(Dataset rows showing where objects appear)
* * * * *

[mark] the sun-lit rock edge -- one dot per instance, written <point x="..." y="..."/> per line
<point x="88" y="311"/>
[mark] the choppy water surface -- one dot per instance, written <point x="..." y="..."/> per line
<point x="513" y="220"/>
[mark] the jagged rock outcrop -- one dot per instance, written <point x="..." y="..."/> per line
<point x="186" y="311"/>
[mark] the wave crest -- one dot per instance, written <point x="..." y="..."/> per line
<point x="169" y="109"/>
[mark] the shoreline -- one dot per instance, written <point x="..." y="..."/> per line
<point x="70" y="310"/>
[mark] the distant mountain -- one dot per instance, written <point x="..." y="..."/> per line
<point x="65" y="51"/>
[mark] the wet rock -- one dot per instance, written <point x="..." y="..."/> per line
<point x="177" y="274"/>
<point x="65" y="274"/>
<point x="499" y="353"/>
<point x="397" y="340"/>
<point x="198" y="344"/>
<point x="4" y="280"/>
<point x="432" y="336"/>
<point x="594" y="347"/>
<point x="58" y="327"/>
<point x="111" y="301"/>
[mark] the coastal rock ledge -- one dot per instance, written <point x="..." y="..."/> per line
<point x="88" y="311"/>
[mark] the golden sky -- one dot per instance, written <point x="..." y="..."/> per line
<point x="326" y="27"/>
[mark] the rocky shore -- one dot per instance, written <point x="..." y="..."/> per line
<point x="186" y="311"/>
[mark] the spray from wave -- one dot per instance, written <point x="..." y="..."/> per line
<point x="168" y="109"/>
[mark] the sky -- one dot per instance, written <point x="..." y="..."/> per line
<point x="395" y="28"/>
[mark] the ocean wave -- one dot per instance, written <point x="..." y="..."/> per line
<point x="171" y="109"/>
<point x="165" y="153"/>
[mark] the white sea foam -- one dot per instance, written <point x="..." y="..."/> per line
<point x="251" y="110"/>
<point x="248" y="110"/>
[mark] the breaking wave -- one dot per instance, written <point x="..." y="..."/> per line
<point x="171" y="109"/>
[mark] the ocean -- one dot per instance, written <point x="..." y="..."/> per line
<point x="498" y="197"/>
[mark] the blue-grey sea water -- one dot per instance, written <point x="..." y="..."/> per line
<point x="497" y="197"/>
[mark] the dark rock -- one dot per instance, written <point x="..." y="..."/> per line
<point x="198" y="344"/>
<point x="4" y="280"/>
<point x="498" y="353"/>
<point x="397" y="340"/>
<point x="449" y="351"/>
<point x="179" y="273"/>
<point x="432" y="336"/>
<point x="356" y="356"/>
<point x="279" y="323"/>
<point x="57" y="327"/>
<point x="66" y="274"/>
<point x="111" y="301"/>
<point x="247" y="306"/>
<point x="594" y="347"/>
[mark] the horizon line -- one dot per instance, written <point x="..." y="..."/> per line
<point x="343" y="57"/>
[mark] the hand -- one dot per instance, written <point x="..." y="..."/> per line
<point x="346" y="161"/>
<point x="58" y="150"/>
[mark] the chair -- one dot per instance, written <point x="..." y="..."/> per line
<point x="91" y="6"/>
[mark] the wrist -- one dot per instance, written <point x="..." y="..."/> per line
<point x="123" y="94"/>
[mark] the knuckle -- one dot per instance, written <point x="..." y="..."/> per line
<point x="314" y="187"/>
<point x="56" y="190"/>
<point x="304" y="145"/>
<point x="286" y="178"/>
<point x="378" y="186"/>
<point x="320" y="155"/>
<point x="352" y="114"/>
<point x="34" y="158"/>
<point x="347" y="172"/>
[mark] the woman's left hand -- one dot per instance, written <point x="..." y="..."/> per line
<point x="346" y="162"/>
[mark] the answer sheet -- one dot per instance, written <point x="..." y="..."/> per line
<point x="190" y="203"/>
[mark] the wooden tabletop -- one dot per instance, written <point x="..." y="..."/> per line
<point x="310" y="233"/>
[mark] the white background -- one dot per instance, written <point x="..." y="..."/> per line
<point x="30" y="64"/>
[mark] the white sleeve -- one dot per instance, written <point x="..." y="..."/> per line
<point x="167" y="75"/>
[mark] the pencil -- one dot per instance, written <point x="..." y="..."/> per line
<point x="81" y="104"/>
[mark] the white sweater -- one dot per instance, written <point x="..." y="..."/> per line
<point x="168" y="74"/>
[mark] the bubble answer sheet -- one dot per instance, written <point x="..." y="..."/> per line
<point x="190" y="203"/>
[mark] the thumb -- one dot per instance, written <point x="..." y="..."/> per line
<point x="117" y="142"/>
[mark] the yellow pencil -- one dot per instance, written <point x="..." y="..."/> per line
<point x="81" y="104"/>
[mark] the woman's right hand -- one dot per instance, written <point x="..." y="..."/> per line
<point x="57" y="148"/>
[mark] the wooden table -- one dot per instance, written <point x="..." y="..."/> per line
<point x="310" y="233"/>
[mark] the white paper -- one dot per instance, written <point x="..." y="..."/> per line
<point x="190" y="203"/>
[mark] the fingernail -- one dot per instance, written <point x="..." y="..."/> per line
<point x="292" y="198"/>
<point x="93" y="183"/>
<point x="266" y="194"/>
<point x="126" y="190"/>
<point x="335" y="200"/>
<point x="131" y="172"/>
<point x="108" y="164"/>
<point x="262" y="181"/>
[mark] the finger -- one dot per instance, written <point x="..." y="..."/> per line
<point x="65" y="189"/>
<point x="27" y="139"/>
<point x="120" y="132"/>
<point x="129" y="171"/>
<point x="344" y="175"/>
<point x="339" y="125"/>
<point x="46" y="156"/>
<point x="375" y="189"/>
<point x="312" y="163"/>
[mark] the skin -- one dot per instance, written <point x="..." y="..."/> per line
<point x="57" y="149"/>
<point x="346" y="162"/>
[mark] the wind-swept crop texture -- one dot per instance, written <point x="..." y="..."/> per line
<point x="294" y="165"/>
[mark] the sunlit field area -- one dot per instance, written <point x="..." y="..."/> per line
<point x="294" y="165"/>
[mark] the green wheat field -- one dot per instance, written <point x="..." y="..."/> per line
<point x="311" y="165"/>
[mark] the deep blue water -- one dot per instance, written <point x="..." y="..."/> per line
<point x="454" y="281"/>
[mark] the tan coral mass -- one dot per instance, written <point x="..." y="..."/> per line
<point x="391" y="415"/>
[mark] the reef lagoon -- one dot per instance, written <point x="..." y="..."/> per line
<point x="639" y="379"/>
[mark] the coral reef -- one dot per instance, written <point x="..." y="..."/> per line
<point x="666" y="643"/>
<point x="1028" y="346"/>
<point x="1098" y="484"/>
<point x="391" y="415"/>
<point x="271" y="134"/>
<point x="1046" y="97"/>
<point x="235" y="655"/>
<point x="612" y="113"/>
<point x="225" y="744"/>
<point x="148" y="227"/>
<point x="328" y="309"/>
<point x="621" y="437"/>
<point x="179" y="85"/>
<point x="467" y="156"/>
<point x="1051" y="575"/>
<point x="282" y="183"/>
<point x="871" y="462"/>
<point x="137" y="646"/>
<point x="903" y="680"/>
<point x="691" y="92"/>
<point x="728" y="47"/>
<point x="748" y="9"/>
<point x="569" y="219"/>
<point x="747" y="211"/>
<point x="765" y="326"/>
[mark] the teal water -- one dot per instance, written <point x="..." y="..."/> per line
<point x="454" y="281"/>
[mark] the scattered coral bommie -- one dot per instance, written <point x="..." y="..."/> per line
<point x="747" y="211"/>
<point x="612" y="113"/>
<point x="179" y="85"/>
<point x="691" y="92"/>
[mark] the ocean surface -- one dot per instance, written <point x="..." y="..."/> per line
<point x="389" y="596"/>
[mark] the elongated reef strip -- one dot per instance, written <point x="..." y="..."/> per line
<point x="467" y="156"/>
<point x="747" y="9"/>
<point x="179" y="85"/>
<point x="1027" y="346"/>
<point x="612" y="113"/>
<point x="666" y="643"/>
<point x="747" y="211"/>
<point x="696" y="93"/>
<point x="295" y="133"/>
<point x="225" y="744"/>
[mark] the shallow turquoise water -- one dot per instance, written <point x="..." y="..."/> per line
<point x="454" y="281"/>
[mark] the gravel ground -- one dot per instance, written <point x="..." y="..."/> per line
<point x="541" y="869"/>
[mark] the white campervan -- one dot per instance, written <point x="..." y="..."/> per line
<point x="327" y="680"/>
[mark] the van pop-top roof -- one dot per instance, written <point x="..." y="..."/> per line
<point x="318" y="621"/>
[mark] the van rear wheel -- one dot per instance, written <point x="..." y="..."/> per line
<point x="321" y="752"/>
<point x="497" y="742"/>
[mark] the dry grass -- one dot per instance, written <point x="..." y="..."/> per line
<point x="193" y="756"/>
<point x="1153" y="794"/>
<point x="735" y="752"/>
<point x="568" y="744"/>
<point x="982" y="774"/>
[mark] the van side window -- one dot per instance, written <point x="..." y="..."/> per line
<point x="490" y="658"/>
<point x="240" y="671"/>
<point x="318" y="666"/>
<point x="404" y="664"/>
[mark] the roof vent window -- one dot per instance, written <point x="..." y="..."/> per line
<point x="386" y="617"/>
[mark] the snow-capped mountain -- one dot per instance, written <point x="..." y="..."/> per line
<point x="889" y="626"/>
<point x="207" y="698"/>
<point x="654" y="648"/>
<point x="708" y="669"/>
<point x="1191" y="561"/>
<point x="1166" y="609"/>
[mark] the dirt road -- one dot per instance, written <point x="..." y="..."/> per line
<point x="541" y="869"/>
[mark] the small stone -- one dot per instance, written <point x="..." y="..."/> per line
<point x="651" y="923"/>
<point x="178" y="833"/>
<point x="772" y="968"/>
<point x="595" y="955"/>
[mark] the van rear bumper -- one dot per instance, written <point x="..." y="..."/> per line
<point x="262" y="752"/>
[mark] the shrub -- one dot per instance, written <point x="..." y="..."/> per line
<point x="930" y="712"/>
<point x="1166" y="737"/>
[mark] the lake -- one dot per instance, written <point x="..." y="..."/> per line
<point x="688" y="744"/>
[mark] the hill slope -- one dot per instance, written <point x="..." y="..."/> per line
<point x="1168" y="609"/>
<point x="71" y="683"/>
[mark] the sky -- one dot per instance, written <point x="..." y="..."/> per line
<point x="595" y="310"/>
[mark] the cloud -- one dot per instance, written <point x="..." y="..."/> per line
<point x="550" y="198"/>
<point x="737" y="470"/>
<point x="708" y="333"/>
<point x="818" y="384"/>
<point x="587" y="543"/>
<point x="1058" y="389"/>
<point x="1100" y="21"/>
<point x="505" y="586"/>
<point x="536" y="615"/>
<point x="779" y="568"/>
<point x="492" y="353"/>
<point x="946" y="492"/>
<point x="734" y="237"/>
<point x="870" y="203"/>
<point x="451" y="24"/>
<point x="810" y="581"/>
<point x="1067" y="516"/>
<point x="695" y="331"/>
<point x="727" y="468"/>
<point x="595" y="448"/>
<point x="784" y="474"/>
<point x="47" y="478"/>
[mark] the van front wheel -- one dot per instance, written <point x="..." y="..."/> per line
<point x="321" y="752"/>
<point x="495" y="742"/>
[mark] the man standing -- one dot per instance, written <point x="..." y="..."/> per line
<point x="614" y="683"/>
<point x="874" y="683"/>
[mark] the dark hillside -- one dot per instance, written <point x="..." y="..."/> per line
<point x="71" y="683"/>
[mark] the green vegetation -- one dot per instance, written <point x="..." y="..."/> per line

* * * * *

* **WHAT TO DO**:
Please rewrite the items starting at the line that contains "[mark] the van front" and ending at the last line of the items as a numbered list, leaving out any blank lines.

* **RESULT FOR THIS TASK**:
1. [mark] the van front wheel -- one dot per instance, written <point x="..." y="..."/> per line
2. <point x="321" y="752"/>
3. <point x="495" y="742"/>
4. [mark] the man standing -- one dot per instance, written <point x="..." y="..."/> per line
5. <point x="614" y="683"/>
6. <point x="874" y="683"/>
7. [mark] the dark hillside -- one dot per instance, written <point x="..." y="..."/> per line
8. <point x="71" y="683"/>
9. [mark] the green vegetation -- one dot per instance, written <point x="..." y="..."/> per line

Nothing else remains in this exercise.